** Задания **
A – Назовите все роды занятий, которыми Одарченко характеризуется в первом предложении отрывка.
B – Выведите из отрывка без изменений участок от слов «Сколько рифм на» до слов «Многообразен наш язык.» включительно.
C – Пожалуйста, переведите на английский язык предложение из отрывка: «Избегал литературных знакомств, не входил в литературные объединения».

** Отрывок **
********************
Ю́рий Па́влович Ода́рченко (1903-1960) — русский поэт, прозаик, художник и дизайнер из «первой волны» эмиграции. В начале 1920-х эмигрировал во Францию, занимался интерьерным дизайном, росписью тканей, держал своё ателье в Париже.
Избегал литературных знакомств, не входил в литературные объединения. Эстетика Одарченко наиболее близка к обэриутам, с которыми он не был знаком. При жизни выпустил единственный сборник стихотворений, «Денёк» (1949), встретивший негативные отзывы большинства критиков, за исключением Юрия Иваска и Георгия Иванова. В 1960 году Одарченко покончил жизнь самоубийством, отравившись газом.
Как прекрасны слова:
Листопад, листопад, листопады!
Сколько рифм на слова:
Водопад, водопад, водопады!
Я расставлю слова
В наилучшем и строгом порядке —
Это будут слова,
От которых бегут без оглядки.[1]
— «Как прекрасны слова...», 1947
Медведи стали огурцами,
(Я с детства к точности привык) —
И повторяю: огурцами.
Многообразен наш язык.
А сколько их в соленой бочке —
Там огурцы, на них укроп.
Здесь точность требовала б точки,
Там огурцы, на них укроп...
********************
** Исходные данные **

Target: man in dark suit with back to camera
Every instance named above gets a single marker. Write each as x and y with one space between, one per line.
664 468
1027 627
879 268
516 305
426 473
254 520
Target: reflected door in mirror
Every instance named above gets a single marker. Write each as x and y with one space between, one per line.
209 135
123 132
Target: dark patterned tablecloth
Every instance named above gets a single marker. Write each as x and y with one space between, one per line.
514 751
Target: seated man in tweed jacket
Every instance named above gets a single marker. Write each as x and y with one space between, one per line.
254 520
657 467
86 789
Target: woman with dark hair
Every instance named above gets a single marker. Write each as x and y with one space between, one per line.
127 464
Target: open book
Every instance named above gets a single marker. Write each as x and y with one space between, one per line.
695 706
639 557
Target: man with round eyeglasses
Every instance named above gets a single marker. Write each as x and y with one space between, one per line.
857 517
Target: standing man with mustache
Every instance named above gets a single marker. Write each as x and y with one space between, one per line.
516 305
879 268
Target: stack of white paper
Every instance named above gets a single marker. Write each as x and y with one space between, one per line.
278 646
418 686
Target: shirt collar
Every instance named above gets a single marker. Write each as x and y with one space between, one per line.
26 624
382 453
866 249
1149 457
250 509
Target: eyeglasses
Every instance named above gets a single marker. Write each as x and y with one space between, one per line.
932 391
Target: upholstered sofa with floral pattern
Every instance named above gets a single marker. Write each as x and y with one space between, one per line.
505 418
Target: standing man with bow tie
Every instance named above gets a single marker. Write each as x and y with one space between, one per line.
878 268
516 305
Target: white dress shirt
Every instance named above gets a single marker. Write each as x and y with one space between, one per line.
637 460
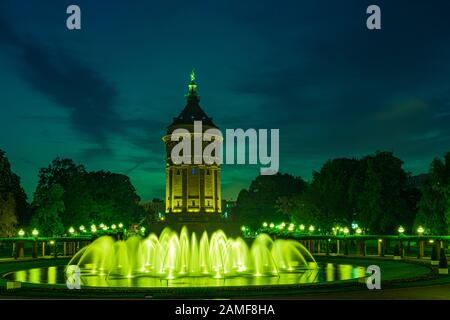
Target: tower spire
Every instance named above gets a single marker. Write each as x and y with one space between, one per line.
********************
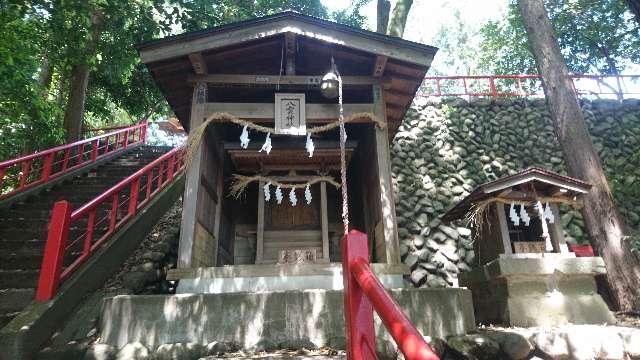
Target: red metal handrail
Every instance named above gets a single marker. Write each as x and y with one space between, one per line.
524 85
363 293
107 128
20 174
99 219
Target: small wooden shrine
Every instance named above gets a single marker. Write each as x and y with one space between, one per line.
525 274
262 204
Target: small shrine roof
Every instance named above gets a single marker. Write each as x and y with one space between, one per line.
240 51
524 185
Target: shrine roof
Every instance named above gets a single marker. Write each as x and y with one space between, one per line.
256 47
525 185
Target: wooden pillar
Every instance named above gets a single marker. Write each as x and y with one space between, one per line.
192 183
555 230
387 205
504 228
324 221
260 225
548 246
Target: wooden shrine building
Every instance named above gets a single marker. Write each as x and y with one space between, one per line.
********************
** Ответы к заданиям **
A – поэт, прозаик, художник, дизайнер

B –
Сколько рифм на слова:
Водопад, водопад, водопады!
Я расставлю слова
В наилучшем и строгом порядке —
Это будут слова,
От которых бегут без оглядки.[1]
— «Как прекрасны слова...», 1947
Медведи стали огурцами,
(Я с детства к точности привык) —
И повторяю: огурцами.
Многообразен наш язык.

C – He avoided literary acquaintances and did not join any literary associations.